▸ **WHAT YOU ARE ASKED TO DO**
Rewrite the records from the line with "Exercise. Indicate the blurred" up to and including the line with "x=278, y=305", putting "bush" in place of "shrub" and changing nothing else.

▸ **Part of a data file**
□ □ □ □ □

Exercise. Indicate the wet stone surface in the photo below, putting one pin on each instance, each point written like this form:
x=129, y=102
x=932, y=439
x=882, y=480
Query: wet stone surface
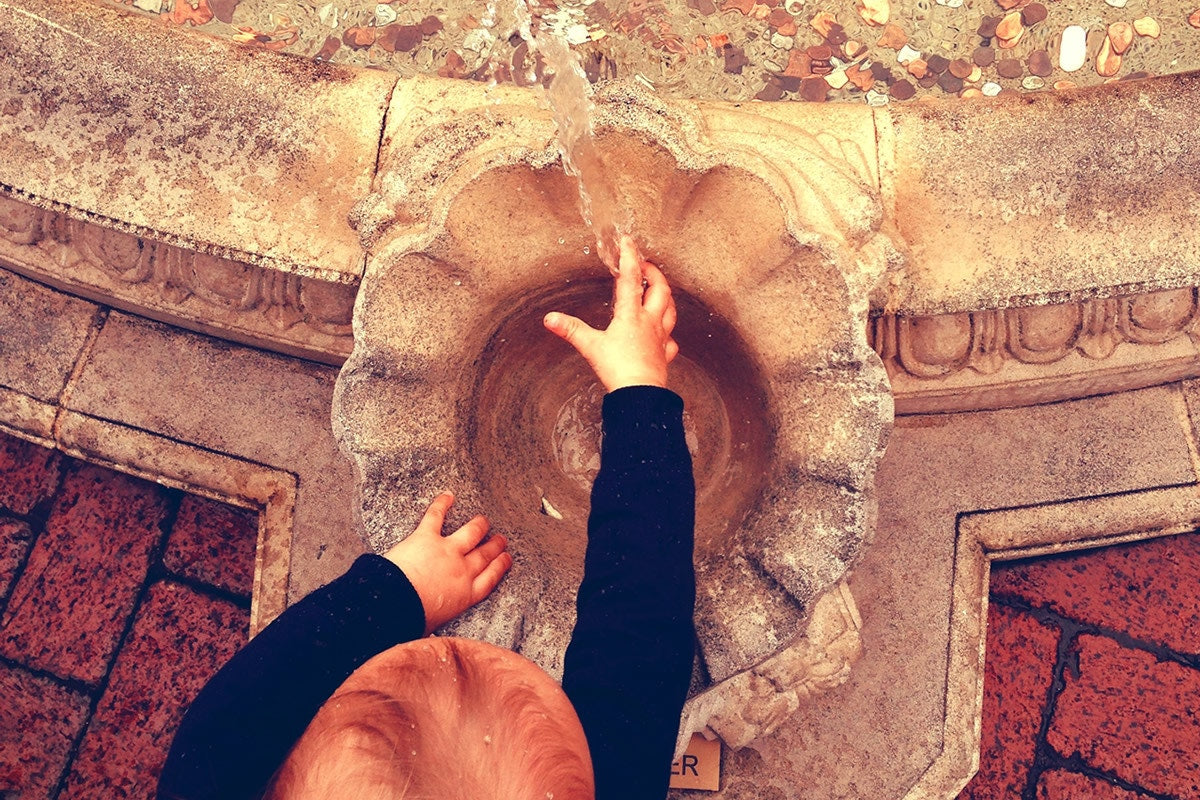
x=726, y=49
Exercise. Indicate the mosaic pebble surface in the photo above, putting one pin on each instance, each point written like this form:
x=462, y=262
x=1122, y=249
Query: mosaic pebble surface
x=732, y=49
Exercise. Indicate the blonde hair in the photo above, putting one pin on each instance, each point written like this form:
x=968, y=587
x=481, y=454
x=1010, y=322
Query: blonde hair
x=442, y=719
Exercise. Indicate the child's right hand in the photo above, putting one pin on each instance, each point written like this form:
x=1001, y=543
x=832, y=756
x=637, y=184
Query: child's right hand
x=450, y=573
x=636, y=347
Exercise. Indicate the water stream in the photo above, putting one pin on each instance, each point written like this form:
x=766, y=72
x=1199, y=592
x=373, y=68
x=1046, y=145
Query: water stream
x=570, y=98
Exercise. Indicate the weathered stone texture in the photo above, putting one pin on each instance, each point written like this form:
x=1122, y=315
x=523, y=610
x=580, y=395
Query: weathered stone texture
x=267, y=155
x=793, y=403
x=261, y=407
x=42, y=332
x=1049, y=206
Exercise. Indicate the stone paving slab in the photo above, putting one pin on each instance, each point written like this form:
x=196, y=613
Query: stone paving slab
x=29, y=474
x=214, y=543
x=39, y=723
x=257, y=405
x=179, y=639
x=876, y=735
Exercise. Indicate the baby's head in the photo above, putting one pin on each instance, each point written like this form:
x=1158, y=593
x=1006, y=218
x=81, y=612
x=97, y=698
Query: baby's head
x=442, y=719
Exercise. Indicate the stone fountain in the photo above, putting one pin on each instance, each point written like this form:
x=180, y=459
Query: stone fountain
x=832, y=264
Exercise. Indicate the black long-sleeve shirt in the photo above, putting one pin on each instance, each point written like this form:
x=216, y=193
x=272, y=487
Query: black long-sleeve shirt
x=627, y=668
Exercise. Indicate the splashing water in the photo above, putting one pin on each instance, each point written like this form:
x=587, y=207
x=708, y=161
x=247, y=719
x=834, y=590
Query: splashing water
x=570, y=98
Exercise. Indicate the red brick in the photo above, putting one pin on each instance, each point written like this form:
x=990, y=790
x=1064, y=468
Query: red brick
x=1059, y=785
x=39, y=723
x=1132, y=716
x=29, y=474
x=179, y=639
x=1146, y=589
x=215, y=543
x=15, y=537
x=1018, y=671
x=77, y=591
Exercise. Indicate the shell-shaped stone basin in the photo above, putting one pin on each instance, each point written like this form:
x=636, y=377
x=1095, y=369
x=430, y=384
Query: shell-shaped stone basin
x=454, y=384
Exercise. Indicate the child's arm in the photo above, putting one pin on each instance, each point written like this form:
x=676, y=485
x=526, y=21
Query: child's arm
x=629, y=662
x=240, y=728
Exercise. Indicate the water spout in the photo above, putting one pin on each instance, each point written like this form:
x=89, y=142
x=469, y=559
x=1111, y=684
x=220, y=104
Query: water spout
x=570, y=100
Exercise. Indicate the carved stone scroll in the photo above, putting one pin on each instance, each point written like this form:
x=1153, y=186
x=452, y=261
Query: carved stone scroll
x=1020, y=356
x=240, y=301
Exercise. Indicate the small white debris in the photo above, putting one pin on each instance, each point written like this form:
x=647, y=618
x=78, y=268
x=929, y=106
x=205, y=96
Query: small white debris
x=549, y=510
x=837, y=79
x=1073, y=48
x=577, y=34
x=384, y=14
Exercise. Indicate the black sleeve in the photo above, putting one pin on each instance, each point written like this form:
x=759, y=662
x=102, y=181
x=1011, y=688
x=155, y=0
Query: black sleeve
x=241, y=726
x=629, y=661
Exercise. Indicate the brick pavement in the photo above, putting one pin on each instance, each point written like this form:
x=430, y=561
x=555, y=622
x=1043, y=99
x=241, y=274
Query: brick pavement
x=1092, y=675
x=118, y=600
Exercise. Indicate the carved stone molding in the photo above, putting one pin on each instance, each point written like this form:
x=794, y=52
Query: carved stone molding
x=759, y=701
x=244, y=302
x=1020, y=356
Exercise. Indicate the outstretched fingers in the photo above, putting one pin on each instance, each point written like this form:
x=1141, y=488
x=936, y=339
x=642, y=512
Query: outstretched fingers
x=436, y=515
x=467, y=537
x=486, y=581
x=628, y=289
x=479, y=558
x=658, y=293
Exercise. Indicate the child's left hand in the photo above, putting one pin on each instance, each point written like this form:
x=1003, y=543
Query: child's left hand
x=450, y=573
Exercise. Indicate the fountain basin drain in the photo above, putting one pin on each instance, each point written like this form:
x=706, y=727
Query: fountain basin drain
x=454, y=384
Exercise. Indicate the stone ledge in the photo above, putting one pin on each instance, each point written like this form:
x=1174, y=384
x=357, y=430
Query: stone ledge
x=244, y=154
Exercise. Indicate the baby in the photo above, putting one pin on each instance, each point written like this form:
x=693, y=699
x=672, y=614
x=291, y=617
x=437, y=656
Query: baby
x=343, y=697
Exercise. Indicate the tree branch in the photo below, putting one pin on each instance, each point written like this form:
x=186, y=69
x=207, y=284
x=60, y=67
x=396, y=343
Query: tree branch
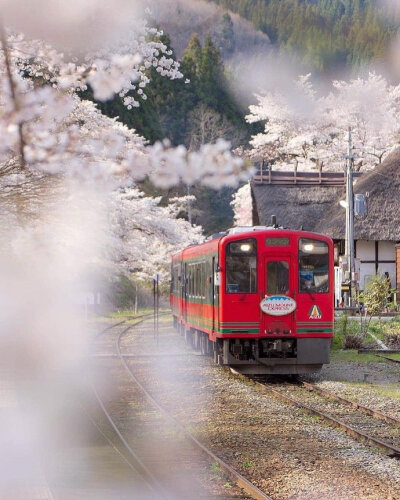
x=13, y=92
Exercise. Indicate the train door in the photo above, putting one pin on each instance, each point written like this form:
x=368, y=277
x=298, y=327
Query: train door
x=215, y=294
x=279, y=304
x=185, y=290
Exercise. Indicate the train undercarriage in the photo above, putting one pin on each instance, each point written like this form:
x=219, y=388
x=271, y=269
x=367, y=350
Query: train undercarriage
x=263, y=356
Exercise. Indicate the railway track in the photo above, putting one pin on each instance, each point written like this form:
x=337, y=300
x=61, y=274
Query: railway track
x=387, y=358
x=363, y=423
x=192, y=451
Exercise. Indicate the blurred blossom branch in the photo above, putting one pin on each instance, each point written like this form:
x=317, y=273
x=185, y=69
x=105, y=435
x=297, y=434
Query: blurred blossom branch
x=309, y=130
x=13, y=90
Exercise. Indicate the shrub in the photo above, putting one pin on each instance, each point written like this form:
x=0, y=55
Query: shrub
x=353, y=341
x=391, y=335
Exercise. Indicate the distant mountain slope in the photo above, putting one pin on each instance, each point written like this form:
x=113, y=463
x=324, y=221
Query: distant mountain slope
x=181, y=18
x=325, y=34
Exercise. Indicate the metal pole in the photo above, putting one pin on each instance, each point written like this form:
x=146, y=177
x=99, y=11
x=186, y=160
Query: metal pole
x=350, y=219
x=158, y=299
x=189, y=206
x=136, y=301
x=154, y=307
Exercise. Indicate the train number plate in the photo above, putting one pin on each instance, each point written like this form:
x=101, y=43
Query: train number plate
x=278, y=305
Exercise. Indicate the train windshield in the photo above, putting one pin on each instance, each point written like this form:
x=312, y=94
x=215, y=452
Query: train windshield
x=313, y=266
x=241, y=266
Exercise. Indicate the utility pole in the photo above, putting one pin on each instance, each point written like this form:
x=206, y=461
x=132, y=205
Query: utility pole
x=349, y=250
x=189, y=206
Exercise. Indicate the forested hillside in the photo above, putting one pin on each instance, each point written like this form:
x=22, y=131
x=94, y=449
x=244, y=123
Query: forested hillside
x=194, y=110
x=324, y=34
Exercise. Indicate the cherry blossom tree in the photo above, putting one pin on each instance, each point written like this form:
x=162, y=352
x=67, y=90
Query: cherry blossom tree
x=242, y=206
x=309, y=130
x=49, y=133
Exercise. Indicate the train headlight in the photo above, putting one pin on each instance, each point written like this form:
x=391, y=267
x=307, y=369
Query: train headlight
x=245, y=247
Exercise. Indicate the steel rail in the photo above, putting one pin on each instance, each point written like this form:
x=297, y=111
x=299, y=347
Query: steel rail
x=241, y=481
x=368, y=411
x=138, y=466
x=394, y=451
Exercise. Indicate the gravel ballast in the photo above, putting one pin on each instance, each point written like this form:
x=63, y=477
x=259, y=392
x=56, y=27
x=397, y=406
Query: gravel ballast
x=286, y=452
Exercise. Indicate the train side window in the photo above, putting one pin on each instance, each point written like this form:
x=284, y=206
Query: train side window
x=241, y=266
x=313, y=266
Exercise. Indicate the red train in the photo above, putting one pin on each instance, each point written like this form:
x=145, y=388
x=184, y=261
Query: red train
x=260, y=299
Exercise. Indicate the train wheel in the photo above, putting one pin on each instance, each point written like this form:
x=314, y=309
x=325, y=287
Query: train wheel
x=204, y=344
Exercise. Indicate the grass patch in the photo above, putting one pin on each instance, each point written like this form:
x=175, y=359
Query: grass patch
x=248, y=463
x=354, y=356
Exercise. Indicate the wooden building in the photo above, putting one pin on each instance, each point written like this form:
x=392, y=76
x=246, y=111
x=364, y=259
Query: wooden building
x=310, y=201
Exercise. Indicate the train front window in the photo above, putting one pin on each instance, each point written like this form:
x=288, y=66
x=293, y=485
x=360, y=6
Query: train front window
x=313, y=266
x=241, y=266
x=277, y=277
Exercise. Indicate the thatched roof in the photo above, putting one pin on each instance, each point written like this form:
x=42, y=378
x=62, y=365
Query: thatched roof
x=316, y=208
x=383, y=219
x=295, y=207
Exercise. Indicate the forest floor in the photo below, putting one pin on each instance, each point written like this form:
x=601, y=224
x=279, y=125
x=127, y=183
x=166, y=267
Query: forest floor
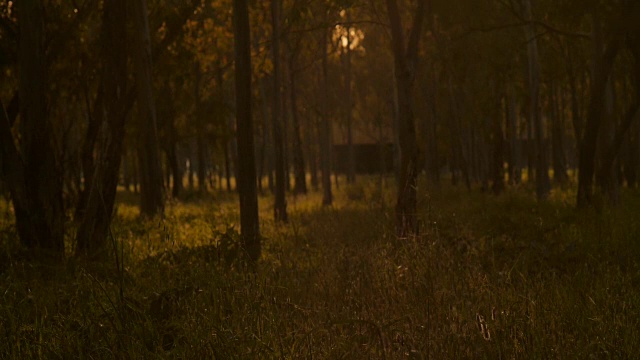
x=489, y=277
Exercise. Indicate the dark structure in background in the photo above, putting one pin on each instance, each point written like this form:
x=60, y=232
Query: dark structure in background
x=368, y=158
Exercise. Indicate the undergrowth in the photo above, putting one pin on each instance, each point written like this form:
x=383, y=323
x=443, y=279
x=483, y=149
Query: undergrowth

□ □ □ □ □

▸ **THE ANSWER**
Exercise. Indicate the blurred blossom branch in the photo above, putting one pin on each instance, each point written like this form:
x=317, y=273
x=185, y=69
x=105, y=435
x=297, y=434
Query: blurred blossom branch
x=309, y=130
x=13, y=90
Exercise. Indicate the bush in the photo above, putting one pin on each instance, each point written like this form:
x=0, y=55
Query: bush
x=353, y=341
x=391, y=335
Exercise. Indicate the distant mountain slope in the photo above, putting one pin on each instance, each point written like this form:
x=113, y=463
x=324, y=221
Query: distant mountain slope
x=181, y=18
x=325, y=34
Exercise. Indicate the metal pole in the photo above, putting one pin on each instance, each point written like this form:
x=146, y=177
x=99, y=11
x=186, y=160
Query: metal pole
x=350, y=219
x=158, y=299
x=189, y=206
x=136, y=301
x=154, y=307
Exercise. Indicate the train number plate in the photo above, putting one pin on each instance, each point written like this form:
x=101, y=43
Query: train number plate
x=278, y=305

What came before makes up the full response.